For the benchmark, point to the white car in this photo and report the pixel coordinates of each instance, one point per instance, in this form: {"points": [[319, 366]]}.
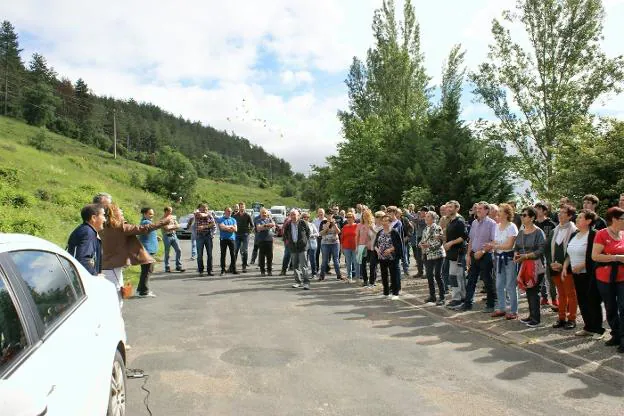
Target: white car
{"points": [[62, 338]]}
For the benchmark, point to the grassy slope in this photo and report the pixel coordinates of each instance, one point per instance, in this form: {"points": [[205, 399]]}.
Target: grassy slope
{"points": [[41, 193]]}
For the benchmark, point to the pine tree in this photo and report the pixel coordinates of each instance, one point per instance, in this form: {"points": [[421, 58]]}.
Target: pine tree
{"points": [[11, 70]]}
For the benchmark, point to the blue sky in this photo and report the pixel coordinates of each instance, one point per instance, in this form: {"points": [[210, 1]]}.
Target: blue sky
{"points": [[230, 64]]}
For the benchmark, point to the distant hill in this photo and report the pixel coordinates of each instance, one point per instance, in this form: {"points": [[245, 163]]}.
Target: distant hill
{"points": [[35, 93], [42, 191]]}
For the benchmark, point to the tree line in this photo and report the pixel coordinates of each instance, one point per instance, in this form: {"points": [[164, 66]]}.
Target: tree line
{"points": [[35, 93], [405, 141]]}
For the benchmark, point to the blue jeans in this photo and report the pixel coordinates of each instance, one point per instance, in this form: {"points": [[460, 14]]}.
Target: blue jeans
{"points": [[312, 260], [349, 261], [172, 241], [193, 244], [204, 241], [446, 278], [327, 250], [242, 244], [506, 282], [481, 268], [405, 259]]}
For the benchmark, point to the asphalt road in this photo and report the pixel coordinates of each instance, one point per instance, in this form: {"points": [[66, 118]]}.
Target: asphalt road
{"points": [[246, 345]]}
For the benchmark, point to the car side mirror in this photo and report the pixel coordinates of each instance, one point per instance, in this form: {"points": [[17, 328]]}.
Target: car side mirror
{"points": [[21, 400]]}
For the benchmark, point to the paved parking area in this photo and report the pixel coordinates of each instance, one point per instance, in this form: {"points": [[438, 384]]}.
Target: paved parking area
{"points": [[247, 345]]}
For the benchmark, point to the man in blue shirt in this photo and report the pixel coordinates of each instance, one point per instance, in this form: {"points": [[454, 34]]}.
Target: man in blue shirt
{"points": [[84, 242], [227, 234]]}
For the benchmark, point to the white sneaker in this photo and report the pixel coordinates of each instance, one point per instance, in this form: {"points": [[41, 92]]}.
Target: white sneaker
{"points": [[149, 294]]}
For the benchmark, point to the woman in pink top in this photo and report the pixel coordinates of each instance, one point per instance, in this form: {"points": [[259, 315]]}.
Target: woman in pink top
{"points": [[349, 244], [364, 243], [608, 253]]}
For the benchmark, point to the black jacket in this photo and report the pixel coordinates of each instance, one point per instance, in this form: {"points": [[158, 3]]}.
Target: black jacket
{"points": [[397, 242], [86, 247], [303, 235]]}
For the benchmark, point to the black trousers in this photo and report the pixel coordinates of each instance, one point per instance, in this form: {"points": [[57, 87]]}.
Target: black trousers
{"points": [[418, 256], [373, 261], [589, 301], [231, 245], [533, 294], [434, 272], [481, 268], [318, 257], [146, 271], [394, 284], [613, 296], [265, 249], [254, 252]]}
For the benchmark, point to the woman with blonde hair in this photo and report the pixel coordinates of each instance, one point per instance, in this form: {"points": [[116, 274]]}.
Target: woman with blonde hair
{"points": [[503, 246], [363, 239], [120, 245], [432, 247]]}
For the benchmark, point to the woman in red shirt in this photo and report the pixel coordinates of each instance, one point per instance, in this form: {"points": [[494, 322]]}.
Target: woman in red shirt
{"points": [[349, 245], [608, 253]]}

---+---

◆ Aim
Revise all of the records above by replacing "For the benchmark" with "For the evaluation" and keeping everything else unchanged. Leave the pictures out of your answer.

◆ Solved problem
For the evaluation, point to the white car in this photo and report the pixel coordinates of each instance, one point per instance, in this form: {"points": [[319, 366]]}.
Target: white car
{"points": [[62, 338]]}
For the evaluation, point to the grassy slope in this photo and report the pixel coordinates of each instance, one point per instance, in this form: {"points": [[205, 399]]}.
Target: grassy slope
{"points": [[41, 193]]}
For the evaluation, point to the pine tree in this photo and report the pixel coordinates of each instance, one point per instance, in this form: {"points": [[421, 58]]}.
Target: pine tree
{"points": [[11, 70]]}
For the evaluation, point to the blue sky in this photo and report the pixel coordinates of each instance, one point per instance, in this form: {"points": [[210, 1]]}.
Target: blue sky
{"points": [[230, 64]]}
For the evaluation, point to the distant hill in this photo and report the pixel coordinates of each instance, one point per instance, in this form: {"points": [[245, 163]]}.
Target: distant hill
{"points": [[35, 93], [42, 191]]}
For the evaluation, point to the tree line in this photo and report the pixel coordinates of each instance, one point per instance, in this form: {"points": [[164, 66]]}.
Target: tree line
{"points": [[35, 93], [405, 141]]}
For the evaluation, point to the blue jeans in this photo and report the pixel coordinates of each instance, one point per instance, in this form: {"points": [[460, 14]]}.
Target: blue jeans
{"points": [[312, 260], [349, 261], [172, 241], [193, 244], [204, 241], [446, 278], [327, 250], [242, 244], [506, 282], [481, 268], [405, 259]]}
For the evaluation, point to the asphalt road in this photo and report the pixel coordinates of each instance, one point per instance, in this form: {"points": [[66, 118]]}.
Target: asphalt road
{"points": [[246, 345]]}
For the evaluation, point to the car side mirror in this photo and report the pixel coordinates of each instance, one point per instance, in this form: {"points": [[17, 328]]}.
Target: car side mirror
{"points": [[21, 400]]}
For the evaluation, point to the paved parking area in this photo and report the pixel coordinates of each instance, one point per instance, in this form: {"points": [[438, 384]]}.
Target: paved parking area
{"points": [[247, 345]]}
For the evaluation, point to the man in blue shirt in this photo and report the pixel coordinates of each instance, one point per instance, in this form: {"points": [[454, 34]]}.
Target: man in blue shirt
{"points": [[84, 242], [227, 234]]}
For the evaluation, point to the white sneaker in this photo and report the pixel coordinates of each instance, one point per instance, in this form: {"points": [[41, 92]]}.
Target: white sneaker
{"points": [[149, 294]]}
For the evaluation, point to the woman in pink top in this photo and report the pixel coordinates of each instance, one point per instance, in this form: {"points": [[259, 315]]}.
Target: woman in pink top
{"points": [[349, 244], [364, 243], [608, 253]]}
For the evaluation, point to the black jacket in this photo and report the pixel coordinates of each instance, one point per instance, in this form: {"points": [[158, 3]]}.
Target: black jacket
{"points": [[397, 242], [86, 247], [303, 235]]}
For the evaluation, point to the black trousers in this photo and report the pixel coordinates of each instance, one point per instance, in this form: {"points": [[57, 87]]}.
Target: black trousers
{"points": [[418, 256], [373, 261], [589, 301], [231, 245], [533, 294], [434, 272], [481, 268], [318, 257], [146, 271], [394, 284], [613, 296], [265, 249], [254, 252]]}
For the evaluation, point to the woman with blonde hair in this photo and report the pixel coordinates of each instance, one point per instance, in this form: {"points": [[116, 274]]}.
Target: woman with blonde hair
{"points": [[503, 246], [363, 239], [120, 245], [432, 247]]}
For the evaluation, point to the woman in red shirt in this photo and report the pixel coordinates of each instance, one point per instance, in this form: {"points": [[494, 322]]}.
Target: woman in red shirt
{"points": [[349, 245], [608, 253]]}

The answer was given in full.